Job - Reproduce everything from the start of the material down to the line containing "x=147 y=266", with "Marked points" updated to "Annotated points" and all else unchanged. Omit the pictures from the answer.

** BEGIN The data **

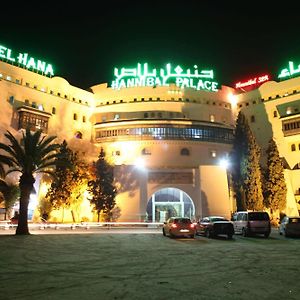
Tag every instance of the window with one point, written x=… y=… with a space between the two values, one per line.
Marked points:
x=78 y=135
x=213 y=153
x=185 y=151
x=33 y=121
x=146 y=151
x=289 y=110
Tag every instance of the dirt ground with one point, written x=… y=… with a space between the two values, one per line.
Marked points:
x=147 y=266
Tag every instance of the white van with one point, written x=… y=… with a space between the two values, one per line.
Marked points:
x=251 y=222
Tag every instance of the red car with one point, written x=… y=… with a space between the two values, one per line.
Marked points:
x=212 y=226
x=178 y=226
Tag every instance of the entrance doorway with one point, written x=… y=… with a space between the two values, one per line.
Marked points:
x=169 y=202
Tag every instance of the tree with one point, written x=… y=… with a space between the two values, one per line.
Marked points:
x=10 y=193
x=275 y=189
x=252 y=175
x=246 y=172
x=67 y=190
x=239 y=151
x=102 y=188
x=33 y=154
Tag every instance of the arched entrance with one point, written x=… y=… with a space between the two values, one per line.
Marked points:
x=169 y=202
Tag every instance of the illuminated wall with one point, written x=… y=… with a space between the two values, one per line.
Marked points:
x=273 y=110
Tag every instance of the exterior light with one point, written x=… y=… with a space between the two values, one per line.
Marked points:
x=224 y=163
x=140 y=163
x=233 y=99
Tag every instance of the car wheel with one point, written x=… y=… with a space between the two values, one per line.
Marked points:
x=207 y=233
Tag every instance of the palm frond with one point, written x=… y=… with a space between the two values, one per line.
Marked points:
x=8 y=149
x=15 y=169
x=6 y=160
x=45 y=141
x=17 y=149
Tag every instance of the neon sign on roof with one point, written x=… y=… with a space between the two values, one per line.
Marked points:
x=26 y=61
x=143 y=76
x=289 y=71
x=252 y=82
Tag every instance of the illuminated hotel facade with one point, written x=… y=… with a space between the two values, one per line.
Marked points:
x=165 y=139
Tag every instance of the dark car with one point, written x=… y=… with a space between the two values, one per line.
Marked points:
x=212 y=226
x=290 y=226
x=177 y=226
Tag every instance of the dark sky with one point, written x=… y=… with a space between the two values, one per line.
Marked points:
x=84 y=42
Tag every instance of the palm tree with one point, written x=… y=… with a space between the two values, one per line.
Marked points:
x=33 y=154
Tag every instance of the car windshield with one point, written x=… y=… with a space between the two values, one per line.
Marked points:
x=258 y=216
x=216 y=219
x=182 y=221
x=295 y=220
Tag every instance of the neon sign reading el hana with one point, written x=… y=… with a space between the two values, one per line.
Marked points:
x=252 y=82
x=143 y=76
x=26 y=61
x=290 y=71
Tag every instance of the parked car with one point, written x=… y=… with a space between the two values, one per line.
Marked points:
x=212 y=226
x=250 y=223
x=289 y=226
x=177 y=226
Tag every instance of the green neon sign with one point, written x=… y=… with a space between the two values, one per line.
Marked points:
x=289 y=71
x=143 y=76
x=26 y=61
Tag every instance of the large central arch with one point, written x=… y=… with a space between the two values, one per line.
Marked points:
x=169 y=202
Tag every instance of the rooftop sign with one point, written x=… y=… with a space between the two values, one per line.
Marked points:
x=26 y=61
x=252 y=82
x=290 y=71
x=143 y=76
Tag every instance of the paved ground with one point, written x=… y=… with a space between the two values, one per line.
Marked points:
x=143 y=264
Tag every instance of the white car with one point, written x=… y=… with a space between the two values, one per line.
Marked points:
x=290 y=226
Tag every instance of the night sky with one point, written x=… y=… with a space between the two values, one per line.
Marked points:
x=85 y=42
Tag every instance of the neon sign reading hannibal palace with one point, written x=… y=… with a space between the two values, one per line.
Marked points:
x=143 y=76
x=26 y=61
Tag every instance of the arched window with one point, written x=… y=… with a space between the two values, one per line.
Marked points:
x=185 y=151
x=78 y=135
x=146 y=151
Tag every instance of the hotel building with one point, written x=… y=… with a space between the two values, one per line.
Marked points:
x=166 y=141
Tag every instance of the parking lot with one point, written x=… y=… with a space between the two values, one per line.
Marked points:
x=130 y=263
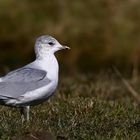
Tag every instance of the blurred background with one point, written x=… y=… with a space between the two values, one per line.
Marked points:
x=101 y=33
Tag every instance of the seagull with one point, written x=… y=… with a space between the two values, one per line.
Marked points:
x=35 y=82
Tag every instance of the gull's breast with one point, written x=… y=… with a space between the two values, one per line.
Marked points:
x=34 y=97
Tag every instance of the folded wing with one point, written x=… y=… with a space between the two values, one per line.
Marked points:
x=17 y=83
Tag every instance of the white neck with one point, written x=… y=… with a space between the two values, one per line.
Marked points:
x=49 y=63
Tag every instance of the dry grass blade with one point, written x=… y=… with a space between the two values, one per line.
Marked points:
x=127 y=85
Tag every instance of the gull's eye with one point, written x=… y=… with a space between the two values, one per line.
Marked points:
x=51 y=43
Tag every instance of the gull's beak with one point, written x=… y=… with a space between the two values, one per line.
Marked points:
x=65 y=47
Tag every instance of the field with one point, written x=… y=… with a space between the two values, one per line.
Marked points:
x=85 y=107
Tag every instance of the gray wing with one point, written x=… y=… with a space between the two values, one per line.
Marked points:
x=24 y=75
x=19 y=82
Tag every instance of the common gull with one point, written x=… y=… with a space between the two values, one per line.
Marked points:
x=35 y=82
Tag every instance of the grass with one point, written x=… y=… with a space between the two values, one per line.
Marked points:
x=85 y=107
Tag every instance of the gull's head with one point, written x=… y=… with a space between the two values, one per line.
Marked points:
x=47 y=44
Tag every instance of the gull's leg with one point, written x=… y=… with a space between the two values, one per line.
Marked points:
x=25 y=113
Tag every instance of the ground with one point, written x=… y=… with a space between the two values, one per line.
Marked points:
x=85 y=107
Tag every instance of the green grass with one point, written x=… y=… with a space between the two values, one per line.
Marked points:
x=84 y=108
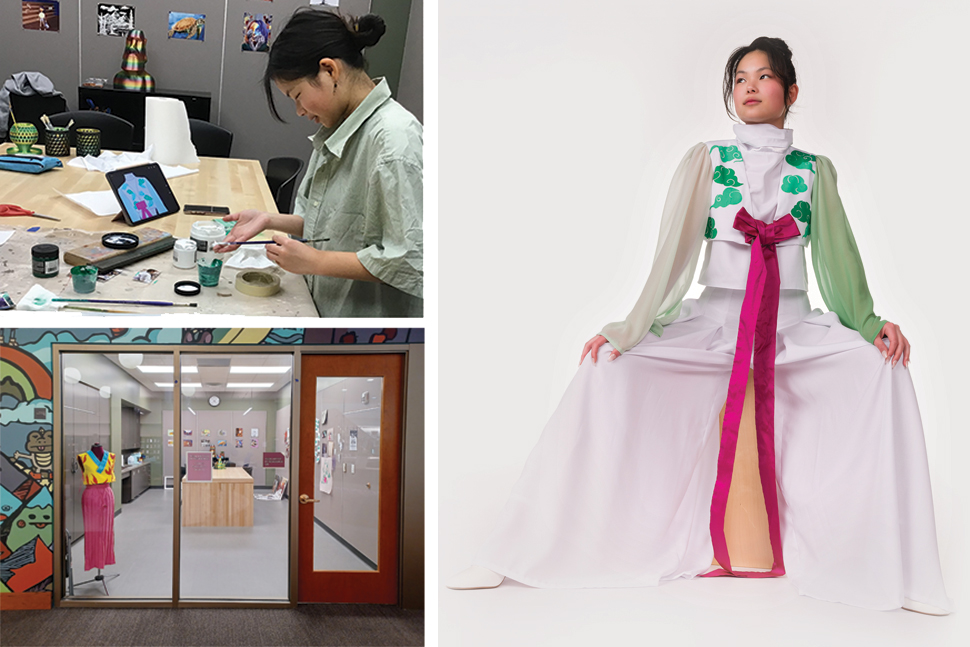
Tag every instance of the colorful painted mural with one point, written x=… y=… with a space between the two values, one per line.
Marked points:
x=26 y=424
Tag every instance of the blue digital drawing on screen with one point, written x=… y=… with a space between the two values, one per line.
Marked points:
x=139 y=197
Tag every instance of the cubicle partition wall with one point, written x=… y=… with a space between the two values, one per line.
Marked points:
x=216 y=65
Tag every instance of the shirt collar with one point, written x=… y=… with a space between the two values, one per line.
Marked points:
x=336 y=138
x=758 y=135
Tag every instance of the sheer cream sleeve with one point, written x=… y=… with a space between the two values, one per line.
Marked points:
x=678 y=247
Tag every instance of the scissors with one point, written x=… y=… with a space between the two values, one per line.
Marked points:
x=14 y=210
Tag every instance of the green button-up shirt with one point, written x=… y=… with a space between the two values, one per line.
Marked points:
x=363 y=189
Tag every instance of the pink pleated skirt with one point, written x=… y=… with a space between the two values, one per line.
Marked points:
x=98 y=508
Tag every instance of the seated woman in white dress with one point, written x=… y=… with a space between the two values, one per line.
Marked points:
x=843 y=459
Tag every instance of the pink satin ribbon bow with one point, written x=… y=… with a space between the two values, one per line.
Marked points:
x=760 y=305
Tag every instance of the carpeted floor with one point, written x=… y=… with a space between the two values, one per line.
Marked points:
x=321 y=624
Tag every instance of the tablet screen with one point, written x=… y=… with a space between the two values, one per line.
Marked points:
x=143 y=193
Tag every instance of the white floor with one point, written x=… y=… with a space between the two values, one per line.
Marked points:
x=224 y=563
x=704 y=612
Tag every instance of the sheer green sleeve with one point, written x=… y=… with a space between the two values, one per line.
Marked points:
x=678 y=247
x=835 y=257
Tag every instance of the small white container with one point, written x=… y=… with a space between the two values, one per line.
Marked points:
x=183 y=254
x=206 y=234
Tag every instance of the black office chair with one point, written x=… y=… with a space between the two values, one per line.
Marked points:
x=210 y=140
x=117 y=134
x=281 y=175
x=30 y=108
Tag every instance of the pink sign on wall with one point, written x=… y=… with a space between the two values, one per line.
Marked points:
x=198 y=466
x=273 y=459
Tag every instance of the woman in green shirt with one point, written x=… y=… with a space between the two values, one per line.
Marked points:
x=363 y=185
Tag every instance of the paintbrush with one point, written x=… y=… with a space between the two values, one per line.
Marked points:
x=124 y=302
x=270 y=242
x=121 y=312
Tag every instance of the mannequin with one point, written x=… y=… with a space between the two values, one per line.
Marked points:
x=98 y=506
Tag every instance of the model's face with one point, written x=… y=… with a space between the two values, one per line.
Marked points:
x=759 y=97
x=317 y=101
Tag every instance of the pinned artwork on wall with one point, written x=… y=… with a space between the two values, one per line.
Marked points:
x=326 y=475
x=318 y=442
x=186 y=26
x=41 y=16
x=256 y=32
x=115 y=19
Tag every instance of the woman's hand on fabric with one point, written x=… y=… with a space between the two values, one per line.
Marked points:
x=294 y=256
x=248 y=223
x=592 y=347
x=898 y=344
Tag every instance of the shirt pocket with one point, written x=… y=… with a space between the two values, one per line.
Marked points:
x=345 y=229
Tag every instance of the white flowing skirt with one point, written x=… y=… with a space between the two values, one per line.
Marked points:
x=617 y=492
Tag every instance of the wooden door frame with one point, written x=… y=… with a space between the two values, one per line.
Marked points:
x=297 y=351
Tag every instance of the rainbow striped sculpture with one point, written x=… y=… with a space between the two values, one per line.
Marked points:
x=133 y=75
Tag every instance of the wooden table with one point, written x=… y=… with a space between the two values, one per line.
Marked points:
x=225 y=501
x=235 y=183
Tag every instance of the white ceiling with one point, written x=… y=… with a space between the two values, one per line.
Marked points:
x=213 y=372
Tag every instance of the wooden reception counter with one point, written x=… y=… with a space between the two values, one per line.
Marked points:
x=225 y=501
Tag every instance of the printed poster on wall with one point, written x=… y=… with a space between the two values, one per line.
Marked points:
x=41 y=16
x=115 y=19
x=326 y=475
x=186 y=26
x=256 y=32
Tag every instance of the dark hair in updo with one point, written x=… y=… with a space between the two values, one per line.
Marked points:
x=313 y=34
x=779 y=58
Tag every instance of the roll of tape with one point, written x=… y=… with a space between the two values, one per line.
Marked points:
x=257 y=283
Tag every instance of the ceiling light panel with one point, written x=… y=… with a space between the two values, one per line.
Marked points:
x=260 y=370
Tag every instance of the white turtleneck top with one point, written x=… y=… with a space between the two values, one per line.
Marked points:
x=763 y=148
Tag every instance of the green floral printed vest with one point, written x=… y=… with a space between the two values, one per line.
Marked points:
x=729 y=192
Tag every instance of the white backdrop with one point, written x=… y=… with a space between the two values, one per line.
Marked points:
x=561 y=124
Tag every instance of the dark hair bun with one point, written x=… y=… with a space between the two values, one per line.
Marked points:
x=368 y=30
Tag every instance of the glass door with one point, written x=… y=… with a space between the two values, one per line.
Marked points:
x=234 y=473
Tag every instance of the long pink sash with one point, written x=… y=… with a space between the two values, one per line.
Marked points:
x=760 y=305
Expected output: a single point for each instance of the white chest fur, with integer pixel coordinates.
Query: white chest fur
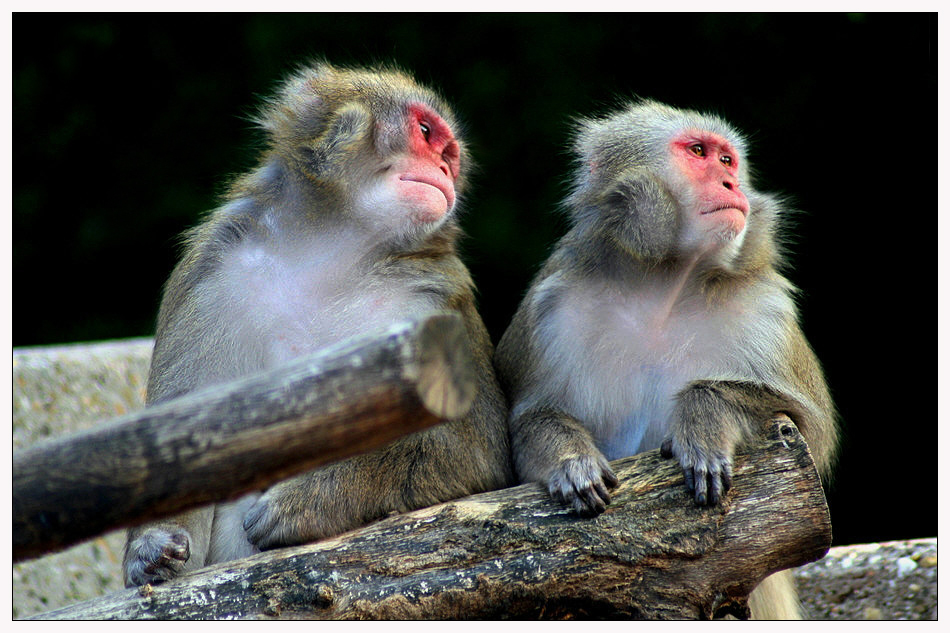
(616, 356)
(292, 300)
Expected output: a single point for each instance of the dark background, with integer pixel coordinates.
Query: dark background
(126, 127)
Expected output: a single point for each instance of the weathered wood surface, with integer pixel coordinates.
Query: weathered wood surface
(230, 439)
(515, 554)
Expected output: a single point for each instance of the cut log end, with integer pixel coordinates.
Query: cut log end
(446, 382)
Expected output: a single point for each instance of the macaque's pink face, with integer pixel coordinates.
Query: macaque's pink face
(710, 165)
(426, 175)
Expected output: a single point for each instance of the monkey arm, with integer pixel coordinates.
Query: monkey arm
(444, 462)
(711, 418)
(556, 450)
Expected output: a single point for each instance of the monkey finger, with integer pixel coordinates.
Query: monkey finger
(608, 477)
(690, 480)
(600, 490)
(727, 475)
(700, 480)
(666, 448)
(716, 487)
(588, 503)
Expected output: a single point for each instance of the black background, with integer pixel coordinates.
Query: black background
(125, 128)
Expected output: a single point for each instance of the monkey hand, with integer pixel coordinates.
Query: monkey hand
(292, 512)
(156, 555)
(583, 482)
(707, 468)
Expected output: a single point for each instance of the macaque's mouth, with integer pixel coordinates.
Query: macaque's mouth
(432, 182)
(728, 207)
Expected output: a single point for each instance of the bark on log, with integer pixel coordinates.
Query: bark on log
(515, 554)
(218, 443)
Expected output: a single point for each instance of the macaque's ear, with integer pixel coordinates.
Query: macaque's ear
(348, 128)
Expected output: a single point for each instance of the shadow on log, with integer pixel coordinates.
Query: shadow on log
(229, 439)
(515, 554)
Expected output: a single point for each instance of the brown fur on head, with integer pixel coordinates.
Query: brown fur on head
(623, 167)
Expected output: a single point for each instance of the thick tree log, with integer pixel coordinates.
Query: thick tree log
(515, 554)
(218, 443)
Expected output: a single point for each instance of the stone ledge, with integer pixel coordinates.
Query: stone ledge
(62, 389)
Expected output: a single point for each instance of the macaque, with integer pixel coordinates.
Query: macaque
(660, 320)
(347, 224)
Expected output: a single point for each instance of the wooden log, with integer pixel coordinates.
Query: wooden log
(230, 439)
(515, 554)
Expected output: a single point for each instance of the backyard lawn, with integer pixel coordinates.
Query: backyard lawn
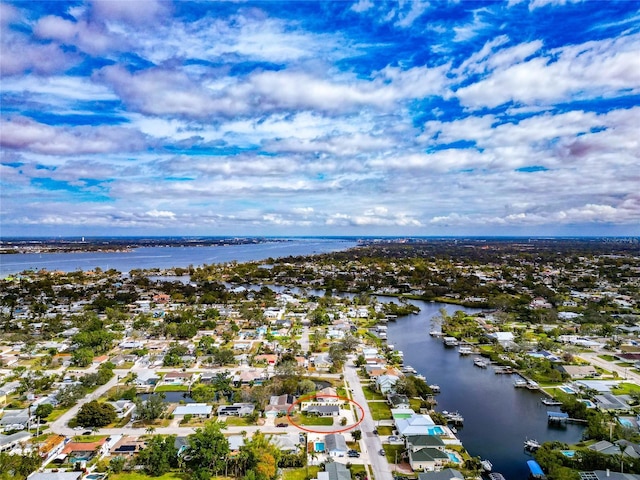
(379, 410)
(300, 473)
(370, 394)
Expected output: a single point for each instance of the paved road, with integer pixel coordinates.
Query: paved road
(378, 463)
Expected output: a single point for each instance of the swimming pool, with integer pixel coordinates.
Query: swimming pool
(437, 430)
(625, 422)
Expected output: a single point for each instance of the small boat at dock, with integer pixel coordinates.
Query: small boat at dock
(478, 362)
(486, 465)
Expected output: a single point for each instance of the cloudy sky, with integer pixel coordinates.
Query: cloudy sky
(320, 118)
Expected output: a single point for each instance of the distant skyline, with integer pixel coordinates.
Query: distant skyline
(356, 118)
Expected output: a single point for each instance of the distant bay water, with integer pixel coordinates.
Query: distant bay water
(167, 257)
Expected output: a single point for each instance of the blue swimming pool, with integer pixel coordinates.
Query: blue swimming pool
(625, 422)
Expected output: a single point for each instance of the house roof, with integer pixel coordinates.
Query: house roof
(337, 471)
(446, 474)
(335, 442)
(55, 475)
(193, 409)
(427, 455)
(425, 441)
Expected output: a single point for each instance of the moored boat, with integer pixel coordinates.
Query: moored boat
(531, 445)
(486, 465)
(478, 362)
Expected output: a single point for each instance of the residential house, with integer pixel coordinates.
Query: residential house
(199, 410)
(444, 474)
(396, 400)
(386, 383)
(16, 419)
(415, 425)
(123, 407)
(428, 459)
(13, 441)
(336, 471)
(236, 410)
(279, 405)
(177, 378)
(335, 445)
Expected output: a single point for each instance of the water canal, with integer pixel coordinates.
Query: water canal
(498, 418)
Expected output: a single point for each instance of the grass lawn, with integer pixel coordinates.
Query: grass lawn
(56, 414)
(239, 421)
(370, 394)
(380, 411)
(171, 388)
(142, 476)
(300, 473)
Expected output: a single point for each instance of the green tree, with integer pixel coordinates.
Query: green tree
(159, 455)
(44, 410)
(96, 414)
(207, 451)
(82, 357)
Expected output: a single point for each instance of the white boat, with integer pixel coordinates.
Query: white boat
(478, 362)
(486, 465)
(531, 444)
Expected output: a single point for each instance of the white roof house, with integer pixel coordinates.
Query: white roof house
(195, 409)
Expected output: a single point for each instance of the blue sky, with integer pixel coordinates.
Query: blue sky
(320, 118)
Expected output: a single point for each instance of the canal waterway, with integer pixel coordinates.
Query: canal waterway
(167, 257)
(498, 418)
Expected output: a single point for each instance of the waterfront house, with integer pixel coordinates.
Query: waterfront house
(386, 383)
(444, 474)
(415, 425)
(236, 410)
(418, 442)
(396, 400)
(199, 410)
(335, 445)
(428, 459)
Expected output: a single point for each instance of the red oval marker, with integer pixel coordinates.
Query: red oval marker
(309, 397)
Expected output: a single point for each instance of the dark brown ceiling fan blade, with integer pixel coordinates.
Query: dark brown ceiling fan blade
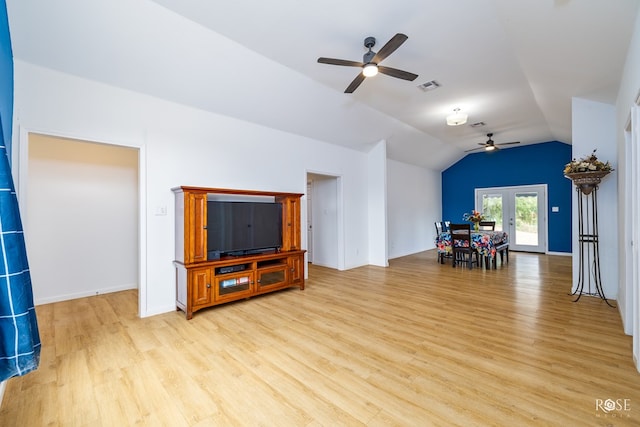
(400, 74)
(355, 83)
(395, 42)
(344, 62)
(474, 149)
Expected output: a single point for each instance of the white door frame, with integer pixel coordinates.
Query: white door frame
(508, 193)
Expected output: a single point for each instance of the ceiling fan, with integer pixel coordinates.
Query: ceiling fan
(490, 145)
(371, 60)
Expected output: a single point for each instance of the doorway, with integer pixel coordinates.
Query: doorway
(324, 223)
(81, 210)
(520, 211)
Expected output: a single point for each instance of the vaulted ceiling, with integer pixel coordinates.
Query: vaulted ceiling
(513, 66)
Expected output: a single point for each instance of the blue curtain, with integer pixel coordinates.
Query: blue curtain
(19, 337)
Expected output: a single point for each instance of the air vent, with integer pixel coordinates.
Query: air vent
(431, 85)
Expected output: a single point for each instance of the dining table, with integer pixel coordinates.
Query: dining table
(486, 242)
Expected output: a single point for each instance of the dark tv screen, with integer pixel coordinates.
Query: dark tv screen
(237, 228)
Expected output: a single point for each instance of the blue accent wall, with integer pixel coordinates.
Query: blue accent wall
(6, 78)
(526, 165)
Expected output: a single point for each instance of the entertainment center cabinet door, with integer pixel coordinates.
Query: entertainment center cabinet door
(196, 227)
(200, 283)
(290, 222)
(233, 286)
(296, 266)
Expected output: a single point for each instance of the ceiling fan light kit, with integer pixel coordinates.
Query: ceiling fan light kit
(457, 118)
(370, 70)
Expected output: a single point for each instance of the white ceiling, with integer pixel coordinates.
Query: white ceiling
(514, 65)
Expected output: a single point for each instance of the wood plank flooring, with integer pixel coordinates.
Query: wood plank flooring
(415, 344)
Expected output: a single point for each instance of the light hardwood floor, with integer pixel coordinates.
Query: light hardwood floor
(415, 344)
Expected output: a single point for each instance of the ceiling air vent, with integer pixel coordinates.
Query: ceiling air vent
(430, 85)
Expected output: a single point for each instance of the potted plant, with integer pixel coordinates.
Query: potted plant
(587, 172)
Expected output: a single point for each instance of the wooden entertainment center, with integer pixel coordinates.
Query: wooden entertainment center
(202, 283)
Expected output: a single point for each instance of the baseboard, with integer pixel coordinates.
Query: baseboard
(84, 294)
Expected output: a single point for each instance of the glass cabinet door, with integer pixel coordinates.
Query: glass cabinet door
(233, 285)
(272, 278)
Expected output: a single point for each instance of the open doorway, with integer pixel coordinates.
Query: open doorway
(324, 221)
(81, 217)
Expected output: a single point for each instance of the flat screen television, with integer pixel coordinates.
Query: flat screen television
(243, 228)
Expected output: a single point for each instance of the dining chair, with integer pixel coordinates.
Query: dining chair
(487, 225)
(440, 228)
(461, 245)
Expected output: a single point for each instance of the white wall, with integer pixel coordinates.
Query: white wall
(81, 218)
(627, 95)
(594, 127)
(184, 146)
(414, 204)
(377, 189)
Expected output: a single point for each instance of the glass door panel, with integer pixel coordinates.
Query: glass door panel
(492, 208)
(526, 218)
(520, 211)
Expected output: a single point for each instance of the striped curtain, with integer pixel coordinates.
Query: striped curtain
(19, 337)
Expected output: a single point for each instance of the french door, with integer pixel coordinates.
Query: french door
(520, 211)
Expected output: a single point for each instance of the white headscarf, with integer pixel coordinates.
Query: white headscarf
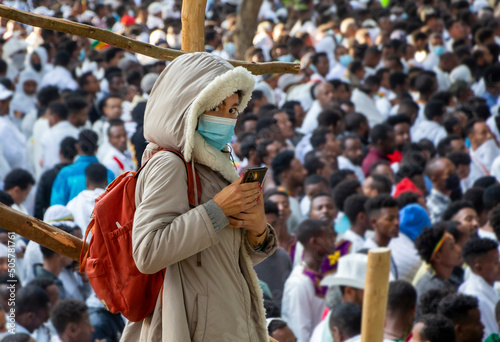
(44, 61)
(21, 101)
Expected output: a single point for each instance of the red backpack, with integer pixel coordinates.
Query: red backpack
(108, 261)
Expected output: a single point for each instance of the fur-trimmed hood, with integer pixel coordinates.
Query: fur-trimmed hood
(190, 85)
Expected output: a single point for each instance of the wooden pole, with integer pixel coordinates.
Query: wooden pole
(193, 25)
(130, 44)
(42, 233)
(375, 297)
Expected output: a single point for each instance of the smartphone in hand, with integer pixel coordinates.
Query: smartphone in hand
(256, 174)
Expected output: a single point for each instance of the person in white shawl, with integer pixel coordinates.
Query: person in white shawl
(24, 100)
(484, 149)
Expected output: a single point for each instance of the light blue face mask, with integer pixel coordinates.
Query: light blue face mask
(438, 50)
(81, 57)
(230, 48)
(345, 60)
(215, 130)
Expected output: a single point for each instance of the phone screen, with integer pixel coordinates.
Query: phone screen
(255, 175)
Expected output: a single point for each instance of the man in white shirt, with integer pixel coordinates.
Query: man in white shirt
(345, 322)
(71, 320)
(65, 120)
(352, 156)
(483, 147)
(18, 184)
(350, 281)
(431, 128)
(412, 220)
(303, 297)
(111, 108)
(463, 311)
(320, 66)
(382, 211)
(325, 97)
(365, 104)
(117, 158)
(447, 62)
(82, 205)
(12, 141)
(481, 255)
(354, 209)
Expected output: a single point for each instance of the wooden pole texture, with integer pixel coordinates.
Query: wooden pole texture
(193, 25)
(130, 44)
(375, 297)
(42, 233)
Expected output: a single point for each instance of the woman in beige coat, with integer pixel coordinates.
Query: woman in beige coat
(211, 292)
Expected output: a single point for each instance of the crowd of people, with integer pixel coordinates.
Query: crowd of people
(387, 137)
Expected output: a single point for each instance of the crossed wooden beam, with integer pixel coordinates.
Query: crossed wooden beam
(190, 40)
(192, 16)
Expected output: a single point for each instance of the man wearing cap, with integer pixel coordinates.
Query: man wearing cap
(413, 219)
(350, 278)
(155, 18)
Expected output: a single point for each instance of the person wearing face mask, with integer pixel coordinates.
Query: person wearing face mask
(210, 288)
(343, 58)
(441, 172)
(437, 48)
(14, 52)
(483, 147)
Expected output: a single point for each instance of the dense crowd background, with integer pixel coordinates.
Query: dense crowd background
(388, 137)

** END The data **

Solution for this task -
Tag every instance of the window with one point, written x=… y=… with a space between the two values, one per line.
Annotated points:
x=78 y=135
x=213 y=153
x=185 y=151
x=33 y=121
x=146 y=151
x=289 y=110
Tag every instance of the dirt ground with one point, written x=… y=… with a space between the two values, one per line.
Annotated points:
x=147 y=266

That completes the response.